*Task requirements*
Copy all lines containing the string "grate" from the records below.

Data START

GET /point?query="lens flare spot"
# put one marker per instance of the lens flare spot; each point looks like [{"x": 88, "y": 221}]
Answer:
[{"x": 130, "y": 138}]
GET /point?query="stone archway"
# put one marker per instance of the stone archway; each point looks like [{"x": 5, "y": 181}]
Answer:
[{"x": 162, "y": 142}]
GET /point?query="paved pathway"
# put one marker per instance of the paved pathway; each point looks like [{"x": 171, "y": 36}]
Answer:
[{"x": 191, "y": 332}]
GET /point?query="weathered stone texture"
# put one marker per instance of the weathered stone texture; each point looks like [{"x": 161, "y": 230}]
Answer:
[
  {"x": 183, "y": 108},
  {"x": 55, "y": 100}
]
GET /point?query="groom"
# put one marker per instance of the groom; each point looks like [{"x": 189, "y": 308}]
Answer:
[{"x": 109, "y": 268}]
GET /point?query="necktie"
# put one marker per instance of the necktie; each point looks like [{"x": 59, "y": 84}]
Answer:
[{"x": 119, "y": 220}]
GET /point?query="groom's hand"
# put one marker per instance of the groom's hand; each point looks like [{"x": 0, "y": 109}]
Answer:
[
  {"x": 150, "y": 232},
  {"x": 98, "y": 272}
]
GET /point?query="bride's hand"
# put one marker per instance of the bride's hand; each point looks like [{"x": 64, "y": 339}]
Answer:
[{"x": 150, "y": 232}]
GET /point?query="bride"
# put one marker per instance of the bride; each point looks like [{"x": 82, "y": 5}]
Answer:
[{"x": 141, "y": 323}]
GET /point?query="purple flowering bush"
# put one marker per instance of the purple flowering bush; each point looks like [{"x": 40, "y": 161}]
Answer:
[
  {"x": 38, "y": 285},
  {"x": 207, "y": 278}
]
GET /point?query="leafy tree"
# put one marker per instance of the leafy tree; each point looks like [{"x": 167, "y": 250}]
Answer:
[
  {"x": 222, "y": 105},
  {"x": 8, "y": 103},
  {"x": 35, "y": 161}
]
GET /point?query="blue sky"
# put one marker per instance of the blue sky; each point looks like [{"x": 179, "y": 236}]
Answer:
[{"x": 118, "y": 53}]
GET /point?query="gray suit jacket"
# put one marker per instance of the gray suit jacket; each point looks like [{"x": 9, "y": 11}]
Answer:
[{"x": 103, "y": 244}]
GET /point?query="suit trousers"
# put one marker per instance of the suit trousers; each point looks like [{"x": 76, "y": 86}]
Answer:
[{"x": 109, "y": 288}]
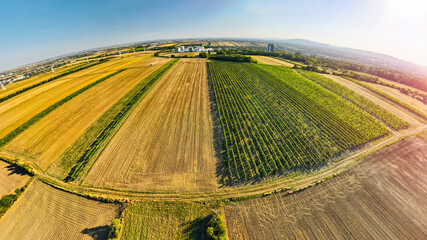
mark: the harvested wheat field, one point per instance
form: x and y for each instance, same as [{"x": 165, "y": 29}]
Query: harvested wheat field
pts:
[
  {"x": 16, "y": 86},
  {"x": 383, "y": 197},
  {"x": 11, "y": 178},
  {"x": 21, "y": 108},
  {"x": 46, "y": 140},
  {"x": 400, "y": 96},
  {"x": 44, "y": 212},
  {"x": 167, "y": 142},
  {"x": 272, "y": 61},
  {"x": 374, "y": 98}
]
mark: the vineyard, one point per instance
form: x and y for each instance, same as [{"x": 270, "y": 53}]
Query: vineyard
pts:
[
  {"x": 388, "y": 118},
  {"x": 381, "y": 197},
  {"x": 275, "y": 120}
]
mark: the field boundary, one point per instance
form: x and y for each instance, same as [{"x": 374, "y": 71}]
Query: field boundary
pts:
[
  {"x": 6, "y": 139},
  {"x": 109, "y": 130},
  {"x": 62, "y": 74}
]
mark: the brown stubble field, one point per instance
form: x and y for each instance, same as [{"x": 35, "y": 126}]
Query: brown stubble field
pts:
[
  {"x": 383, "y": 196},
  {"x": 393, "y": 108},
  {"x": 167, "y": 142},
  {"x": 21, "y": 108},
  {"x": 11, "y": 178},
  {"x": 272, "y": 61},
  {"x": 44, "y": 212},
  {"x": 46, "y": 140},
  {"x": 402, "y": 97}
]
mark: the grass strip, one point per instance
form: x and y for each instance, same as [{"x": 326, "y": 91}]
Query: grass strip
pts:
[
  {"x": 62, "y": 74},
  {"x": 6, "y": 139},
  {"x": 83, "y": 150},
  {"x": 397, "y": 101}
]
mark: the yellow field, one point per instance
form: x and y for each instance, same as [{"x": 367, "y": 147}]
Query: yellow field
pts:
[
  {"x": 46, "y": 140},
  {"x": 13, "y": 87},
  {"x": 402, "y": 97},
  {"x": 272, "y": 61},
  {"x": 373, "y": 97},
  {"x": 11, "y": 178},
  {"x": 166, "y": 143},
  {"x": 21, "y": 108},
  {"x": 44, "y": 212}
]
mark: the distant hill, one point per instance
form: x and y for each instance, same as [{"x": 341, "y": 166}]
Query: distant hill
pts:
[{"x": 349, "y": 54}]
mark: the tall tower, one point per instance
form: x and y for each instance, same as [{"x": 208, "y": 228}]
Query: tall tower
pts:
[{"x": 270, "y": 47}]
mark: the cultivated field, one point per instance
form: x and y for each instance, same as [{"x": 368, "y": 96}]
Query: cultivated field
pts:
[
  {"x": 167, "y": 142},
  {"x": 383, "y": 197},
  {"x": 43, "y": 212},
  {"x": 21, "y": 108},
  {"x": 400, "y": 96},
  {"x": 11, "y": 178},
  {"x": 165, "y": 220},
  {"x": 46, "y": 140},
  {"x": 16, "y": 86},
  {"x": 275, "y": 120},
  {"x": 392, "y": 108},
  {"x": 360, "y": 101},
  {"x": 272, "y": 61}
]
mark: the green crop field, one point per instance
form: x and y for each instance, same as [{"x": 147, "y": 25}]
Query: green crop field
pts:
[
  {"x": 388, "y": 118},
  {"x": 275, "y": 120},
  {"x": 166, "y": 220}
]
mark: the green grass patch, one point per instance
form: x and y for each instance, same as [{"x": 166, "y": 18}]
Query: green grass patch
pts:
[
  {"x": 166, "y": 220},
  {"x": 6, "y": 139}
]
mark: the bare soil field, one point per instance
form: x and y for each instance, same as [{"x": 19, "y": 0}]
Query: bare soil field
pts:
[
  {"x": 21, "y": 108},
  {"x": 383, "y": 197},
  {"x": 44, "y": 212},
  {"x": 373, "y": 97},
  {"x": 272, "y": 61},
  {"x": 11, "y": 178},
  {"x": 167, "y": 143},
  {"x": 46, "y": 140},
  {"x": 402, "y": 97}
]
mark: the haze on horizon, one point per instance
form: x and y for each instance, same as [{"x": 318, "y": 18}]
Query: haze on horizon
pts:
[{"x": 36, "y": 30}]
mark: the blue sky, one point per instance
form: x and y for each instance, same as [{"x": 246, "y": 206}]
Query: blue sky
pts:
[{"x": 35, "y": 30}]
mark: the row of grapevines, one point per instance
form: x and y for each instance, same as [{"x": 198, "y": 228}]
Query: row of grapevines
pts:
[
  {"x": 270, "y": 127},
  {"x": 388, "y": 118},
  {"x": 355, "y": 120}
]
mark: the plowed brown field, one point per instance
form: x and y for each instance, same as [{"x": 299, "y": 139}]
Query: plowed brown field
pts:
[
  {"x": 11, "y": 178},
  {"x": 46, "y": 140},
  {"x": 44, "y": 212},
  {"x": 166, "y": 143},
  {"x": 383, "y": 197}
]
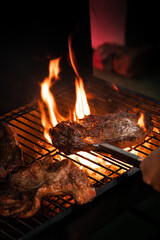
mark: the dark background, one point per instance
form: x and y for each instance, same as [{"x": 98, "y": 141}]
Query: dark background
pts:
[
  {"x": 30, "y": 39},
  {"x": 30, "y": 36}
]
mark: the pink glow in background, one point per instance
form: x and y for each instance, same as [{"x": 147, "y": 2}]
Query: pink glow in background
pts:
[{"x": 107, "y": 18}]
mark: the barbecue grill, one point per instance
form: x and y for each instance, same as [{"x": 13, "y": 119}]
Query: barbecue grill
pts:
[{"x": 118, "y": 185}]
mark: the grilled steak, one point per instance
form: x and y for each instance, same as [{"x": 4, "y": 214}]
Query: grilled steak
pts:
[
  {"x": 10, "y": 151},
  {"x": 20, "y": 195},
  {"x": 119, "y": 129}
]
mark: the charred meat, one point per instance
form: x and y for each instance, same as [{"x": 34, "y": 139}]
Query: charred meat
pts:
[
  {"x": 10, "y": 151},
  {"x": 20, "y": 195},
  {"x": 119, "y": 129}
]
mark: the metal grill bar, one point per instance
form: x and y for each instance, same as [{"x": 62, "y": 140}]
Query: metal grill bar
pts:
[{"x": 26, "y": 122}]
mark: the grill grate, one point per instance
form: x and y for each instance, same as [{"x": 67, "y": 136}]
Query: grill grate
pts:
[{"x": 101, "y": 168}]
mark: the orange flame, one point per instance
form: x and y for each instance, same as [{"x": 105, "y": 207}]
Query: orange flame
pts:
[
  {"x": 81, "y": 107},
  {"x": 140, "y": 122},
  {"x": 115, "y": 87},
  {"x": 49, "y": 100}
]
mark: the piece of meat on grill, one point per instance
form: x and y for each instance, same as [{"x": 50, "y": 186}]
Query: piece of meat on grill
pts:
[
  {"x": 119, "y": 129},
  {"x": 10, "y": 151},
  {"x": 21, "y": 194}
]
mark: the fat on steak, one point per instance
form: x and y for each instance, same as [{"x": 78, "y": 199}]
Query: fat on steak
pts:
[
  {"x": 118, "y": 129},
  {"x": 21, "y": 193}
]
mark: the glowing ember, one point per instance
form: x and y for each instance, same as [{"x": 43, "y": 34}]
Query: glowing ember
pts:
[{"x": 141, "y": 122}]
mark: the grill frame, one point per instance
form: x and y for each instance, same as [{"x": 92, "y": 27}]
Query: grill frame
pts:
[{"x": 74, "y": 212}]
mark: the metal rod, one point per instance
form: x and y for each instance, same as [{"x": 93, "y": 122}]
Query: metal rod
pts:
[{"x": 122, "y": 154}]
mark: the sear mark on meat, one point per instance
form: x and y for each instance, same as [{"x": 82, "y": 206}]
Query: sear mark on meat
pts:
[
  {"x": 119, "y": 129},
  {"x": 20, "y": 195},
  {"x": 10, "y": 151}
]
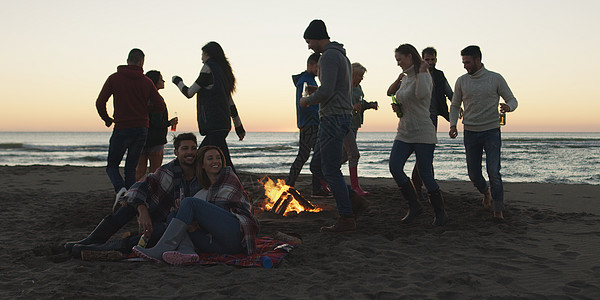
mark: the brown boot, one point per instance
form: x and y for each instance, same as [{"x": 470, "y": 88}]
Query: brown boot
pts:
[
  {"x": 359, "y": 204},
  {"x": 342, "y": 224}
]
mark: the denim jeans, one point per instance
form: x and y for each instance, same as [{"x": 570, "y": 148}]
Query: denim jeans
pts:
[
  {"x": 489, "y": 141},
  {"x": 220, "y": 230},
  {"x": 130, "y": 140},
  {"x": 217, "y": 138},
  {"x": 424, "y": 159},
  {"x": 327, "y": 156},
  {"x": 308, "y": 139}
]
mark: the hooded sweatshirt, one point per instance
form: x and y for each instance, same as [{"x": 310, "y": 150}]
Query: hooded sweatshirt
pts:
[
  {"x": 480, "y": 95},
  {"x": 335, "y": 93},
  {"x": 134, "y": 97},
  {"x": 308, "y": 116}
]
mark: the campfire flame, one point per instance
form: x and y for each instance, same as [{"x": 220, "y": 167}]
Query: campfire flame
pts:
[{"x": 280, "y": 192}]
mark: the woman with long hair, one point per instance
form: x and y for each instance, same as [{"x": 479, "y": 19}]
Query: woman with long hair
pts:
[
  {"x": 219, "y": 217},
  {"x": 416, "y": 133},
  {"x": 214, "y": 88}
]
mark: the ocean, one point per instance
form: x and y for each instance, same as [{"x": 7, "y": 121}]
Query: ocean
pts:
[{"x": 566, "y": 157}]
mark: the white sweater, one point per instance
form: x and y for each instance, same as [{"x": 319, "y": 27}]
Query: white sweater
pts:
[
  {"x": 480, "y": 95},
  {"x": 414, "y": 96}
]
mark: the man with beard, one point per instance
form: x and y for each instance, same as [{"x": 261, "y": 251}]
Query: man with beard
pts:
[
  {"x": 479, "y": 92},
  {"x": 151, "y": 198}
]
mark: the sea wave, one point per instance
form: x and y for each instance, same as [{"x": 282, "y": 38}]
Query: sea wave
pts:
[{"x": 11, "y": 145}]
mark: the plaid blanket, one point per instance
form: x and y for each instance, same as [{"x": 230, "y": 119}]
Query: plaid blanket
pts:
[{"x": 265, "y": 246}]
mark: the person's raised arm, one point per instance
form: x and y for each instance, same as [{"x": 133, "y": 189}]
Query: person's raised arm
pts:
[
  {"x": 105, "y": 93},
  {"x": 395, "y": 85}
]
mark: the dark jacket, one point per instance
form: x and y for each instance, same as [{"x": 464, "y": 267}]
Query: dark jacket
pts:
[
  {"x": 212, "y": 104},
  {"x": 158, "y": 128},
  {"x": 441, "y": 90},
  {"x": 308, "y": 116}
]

Data END

*Worked solution*
mark: the grill grate, one point per instance
Query: grill grate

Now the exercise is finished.